**YOUR OBJECTIVE:**
Pictures must not appear in the copy. Set down exactly the line with "For this drill the class indicates the glossy" and each line after it through the end of the data below.

▶

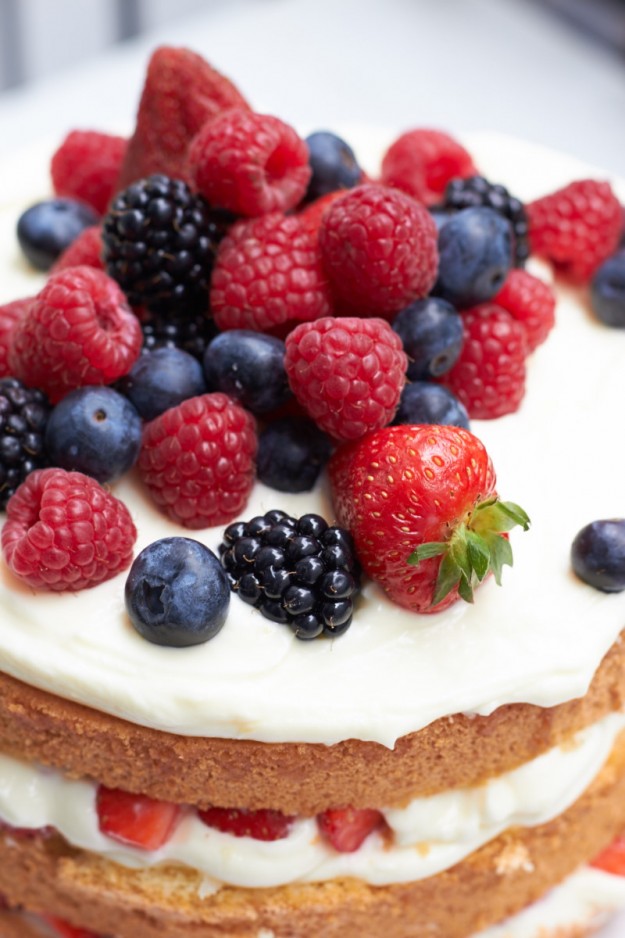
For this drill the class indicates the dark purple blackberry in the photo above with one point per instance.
(23, 418)
(476, 192)
(299, 572)
(159, 244)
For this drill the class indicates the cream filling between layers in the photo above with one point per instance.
(430, 834)
(538, 639)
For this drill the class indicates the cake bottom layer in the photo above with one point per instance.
(43, 874)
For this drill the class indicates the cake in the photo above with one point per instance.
(489, 735)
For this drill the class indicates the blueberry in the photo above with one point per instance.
(161, 379)
(607, 291)
(291, 454)
(248, 366)
(431, 332)
(177, 593)
(45, 229)
(598, 555)
(424, 402)
(333, 163)
(94, 430)
(475, 256)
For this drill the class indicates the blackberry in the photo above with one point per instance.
(159, 242)
(23, 417)
(299, 572)
(476, 192)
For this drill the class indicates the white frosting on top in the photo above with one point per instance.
(538, 639)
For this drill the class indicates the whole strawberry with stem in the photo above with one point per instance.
(421, 505)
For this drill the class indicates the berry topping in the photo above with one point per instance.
(86, 166)
(248, 366)
(577, 227)
(180, 94)
(159, 243)
(136, 819)
(263, 824)
(346, 829)
(177, 593)
(420, 504)
(197, 460)
(333, 164)
(431, 333)
(23, 416)
(297, 572)
(421, 162)
(379, 249)
(267, 274)
(249, 163)
(65, 532)
(347, 373)
(291, 453)
(47, 229)
(475, 248)
(477, 191)
(94, 430)
(598, 555)
(489, 376)
(77, 331)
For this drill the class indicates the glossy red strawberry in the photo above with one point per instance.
(420, 503)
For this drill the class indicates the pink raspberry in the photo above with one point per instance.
(64, 531)
(249, 163)
(421, 162)
(531, 301)
(347, 373)
(86, 166)
(379, 250)
(267, 273)
(78, 330)
(576, 228)
(197, 460)
(489, 375)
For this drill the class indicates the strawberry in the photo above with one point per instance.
(181, 93)
(136, 819)
(421, 506)
(263, 824)
(347, 828)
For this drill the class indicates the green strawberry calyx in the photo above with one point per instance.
(476, 547)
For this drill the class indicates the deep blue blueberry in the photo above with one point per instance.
(161, 379)
(291, 453)
(476, 254)
(248, 366)
(177, 592)
(333, 163)
(607, 291)
(424, 402)
(432, 334)
(94, 430)
(44, 230)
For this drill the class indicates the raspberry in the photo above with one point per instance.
(86, 166)
(267, 273)
(576, 228)
(347, 373)
(379, 249)
(197, 460)
(180, 94)
(249, 163)
(421, 162)
(10, 314)
(78, 330)
(85, 251)
(65, 532)
(489, 376)
(532, 302)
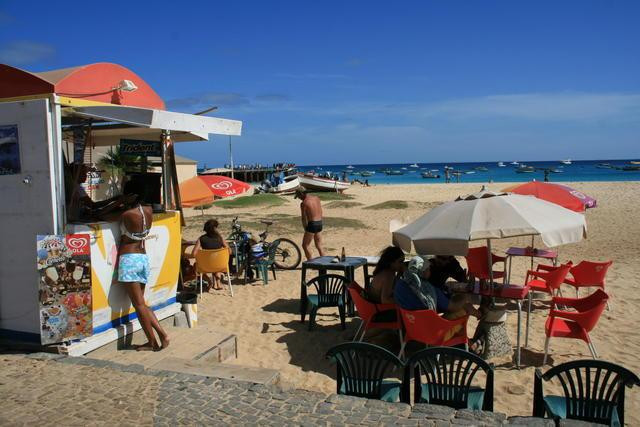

◀

**WRITTEN ANSWER:**
For this drill the class indicates the glossy red strawberry in the photo above with one point per instance.
(420, 503)
For this drill the class indicates the pink raspberry in the photo above with one point per instance.
(64, 531)
(249, 163)
(421, 162)
(531, 301)
(347, 373)
(86, 166)
(379, 250)
(267, 273)
(78, 330)
(576, 228)
(197, 460)
(489, 375)
For this drill the class indicates the strawberry in the photo above with one point per instance.
(181, 93)
(136, 819)
(421, 506)
(263, 824)
(347, 828)
For this drill the class indicates the green strawberry calyx in the photo above with one point per instance.
(476, 547)
For this drill the class indicates the deep blue blueberry in the photo above with one point per instance.
(161, 379)
(291, 453)
(476, 254)
(248, 366)
(177, 592)
(333, 163)
(607, 291)
(424, 402)
(432, 334)
(94, 430)
(44, 230)
For this drill the class indicates the raspberry in the photo above with one point per instance.
(86, 166)
(267, 273)
(576, 228)
(347, 373)
(379, 249)
(197, 460)
(180, 94)
(249, 163)
(421, 162)
(10, 314)
(78, 330)
(85, 251)
(65, 532)
(489, 376)
(532, 302)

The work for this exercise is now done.